• Your task:
Output the entries as they appear, skipping images.

(Dataset entries)
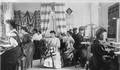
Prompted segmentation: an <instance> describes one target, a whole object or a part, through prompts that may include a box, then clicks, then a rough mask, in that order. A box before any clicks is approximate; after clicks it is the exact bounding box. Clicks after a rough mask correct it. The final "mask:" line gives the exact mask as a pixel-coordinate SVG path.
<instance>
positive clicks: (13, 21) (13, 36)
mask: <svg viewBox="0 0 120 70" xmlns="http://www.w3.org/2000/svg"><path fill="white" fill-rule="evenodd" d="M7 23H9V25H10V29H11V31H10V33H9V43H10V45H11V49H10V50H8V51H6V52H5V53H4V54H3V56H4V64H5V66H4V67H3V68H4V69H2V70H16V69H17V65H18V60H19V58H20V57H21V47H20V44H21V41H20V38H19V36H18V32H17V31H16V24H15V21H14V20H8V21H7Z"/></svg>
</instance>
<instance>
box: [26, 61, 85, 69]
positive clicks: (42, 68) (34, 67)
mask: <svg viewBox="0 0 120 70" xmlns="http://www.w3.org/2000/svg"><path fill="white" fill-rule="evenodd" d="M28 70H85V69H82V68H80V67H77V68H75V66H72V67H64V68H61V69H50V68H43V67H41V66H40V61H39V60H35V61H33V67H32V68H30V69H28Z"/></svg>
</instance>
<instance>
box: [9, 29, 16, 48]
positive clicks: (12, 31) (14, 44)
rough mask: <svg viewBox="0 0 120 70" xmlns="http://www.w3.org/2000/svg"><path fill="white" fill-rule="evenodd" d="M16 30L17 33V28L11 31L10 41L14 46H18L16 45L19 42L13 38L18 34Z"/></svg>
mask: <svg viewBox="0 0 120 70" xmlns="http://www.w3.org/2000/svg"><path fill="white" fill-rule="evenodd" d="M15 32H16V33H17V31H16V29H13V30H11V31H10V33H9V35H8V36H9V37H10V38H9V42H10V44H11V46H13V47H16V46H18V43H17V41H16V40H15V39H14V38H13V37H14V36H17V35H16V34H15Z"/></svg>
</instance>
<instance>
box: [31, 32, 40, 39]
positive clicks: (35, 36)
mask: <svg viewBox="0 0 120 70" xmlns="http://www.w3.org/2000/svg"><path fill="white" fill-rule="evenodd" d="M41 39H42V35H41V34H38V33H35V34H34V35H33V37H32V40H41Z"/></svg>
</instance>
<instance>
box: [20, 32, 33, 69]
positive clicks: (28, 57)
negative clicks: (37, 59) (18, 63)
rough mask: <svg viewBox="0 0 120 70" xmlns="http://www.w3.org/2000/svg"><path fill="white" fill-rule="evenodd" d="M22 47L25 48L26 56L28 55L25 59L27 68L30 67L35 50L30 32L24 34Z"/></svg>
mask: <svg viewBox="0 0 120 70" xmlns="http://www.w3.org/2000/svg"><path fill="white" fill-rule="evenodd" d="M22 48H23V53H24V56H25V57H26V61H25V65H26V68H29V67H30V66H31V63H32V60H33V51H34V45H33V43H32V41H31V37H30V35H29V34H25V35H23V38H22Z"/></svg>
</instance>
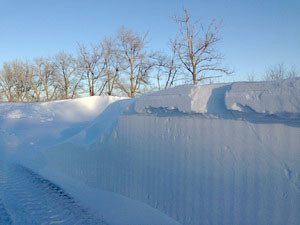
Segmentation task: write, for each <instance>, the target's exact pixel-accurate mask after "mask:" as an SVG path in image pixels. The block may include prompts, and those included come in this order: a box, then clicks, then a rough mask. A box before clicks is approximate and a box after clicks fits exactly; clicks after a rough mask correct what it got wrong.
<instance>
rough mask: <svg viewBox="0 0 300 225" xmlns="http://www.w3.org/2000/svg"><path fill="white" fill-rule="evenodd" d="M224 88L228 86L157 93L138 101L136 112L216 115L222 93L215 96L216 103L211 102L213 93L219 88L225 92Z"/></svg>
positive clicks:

• Completed task:
Prompted segmentation: an <instance> describes one target, a whole object or a part, through prompts that may include a box, then clicks, then a rough mask, in that order. A box before any clicks is approximate; after clicks it is the exact bounding box. Clicks after a rough mask correct it. The final "mask:" line gives the exact mask as a pixel-coordinate SVG path.
<instance>
positive clicks: (13, 21) (13, 36)
mask: <svg viewBox="0 0 120 70" xmlns="http://www.w3.org/2000/svg"><path fill="white" fill-rule="evenodd" d="M7 23H9V25H10V29H11V31H10V33H9V43H10V45H11V49H10V50H8V51H6V52H5V53H4V54H3V56H4V64H5V66H4V67H3V68H4V69H2V70H16V69H17V65H18V60H19V58H20V57H21V47H20V44H21V41H20V38H19V36H18V32H17V31H16V24H15V21H14V20H8V21H7Z"/></svg>
</instance>
<instance>
box: [26, 61, 85, 69]
positive clicks: (42, 68) (34, 67)
mask: <svg viewBox="0 0 120 70" xmlns="http://www.w3.org/2000/svg"><path fill="white" fill-rule="evenodd" d="M28 70H85V69H82V68H80V67H77V68H75V66H72V67H64V68H61V69H50V68H43V67H41V66H40V61H39V60H35V61H33V67H32V68H30V69H28Z"/></svg>
</instance>
<instance>
box: [9, 29, 16, 48]
positive clicks: (12, 31) (14, 44)
rough mask: <svg viewBox="0 0 120 70" xmlns="http://www.w3.org/2000/svg"><path fill="white" fill-rule="evenodd" d="M16 30L17 33V28L11 31L10 41L14 46H18L16 45L19 42L13 38L18 34Z"/></svg>
mask: <svg viewBox="0 0 120 70" xmlns="http://www.w3.org/2000/svg"><path fill="white" fill-rule="evenodd" d="M15 32H16V33H17V31H16V29H13V30H11V31H10V33H9V35H8V36H9V37H10V38H9V42H10V44H11V46H13V47H16V46H18V43H17V41H16V40H15V39H14V38H13V37H14V36H17V35H16V34H15Z"/></svg>
</instance>
<instance>
box: [31, 32, 40, 39]
positive clicks: (35, 36)
mask: <svg viewBox="0 0 120 70" xmlns="http://www.w3.org/2000/svg"><path fill="white" fill-rule="evenodd" d="M41 39H42V35H41V34H38V33H35V34H34V35H33V37H32V40H41Z"/></svg>
</instance>
<instance>
box: [20, 32, 33, 69]
positive clicks: (28, 57)
negative clicks: (37, 59) (18, 63)
rough mask: <svg viewBox="0 0 120 70" xmlns="http://www.w3.org/2000/svg"><path fill="white" fill-rule="evenodd" d="M22 47L25 48L26 56L28 55L25 59L27 68L30 67L35 50L30 32L24 34Z"/></svg>
mask: <svg viewBox="0 0 120 70" xmlns="http://www.w3.org/2000/svg"><path fill="white" fill-rule="evenodd" d="M22 48H23V53H24V56H25V57H26V61H25V65H26V68H29V67H30V66H31V63H32V60H33V51H34V45H33V43H32V41H31V37H30V35H29V34H25V35H23V38H22Z"/></svg>
</instance>
Segmentation task: write, for each <instance>, the target's exact pixel-accurate mask after "mask:" as an SVG path in image pixels. The block may include prompts, and those included come in this order: a box, then clicks, then a rough mask. A box before clicks is approximate and a box after clicks fits exactly; clicks after a rough mask correct what it got wrong.
<instance>
rough mask: <svg viewBox="0 0 300 225" xmlns="http://www.w3.org/2000/svg"><path fill="white" fill-rule="evenodd" d="M224 88L228 86L157 93L138 101L136 112L216 115L222 93L215 96L216 103L211 102L213 93L219 88L225 92Z"/></svg>
positive clicks:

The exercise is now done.